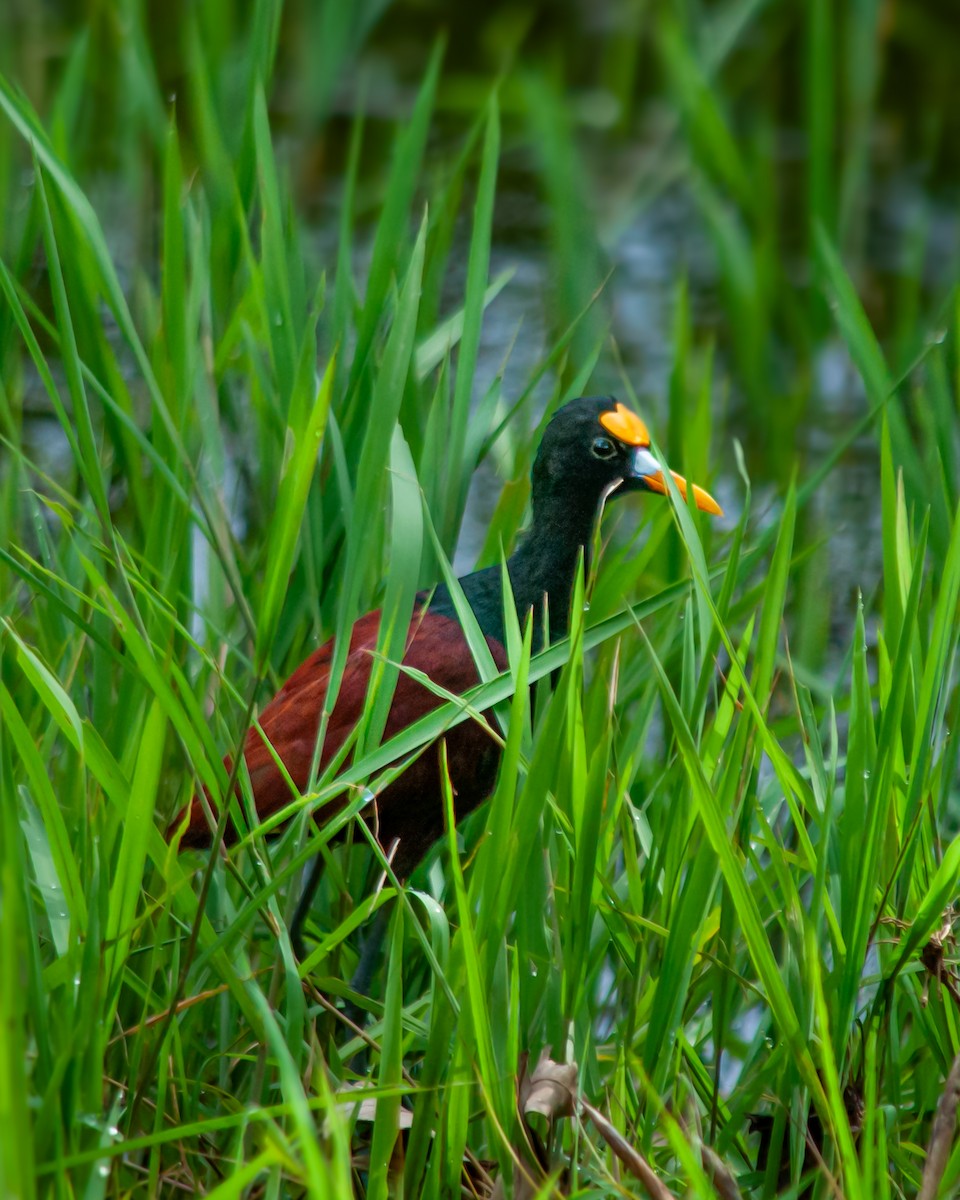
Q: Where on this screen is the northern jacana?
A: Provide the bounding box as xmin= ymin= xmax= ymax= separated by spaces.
==
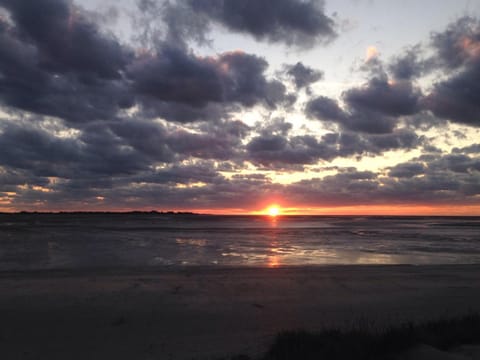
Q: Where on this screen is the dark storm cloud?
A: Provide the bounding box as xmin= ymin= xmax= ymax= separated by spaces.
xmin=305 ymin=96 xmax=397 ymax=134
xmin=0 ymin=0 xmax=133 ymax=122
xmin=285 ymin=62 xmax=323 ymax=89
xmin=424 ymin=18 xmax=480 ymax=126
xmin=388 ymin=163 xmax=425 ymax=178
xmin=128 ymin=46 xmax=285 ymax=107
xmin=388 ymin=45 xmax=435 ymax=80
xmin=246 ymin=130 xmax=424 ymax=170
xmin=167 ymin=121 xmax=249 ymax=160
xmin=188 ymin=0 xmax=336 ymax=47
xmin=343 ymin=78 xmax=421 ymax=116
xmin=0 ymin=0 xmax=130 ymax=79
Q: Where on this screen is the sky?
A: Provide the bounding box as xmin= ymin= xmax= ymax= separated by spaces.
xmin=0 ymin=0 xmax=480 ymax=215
--
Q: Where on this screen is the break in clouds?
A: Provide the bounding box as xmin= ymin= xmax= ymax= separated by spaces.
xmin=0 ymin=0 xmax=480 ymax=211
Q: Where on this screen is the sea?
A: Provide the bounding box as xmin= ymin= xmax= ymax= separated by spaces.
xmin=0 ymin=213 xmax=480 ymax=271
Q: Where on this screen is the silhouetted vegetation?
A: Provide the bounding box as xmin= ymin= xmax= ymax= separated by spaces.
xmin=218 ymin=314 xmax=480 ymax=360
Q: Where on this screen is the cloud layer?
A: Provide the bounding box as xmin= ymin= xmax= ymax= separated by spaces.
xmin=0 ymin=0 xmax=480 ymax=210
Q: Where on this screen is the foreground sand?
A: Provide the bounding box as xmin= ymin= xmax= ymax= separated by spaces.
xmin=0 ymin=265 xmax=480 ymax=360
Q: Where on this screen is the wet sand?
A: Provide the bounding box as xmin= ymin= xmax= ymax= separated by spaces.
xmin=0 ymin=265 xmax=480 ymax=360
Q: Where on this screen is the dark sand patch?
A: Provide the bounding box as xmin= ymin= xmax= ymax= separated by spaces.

> INSTRUCTION: From the rows above, pull out every line that contains the word "dark".

> FINAL RESULT:
Q: Where on this screen is the dark storm cloud?
Q: Where on this screen is the dark sand patch?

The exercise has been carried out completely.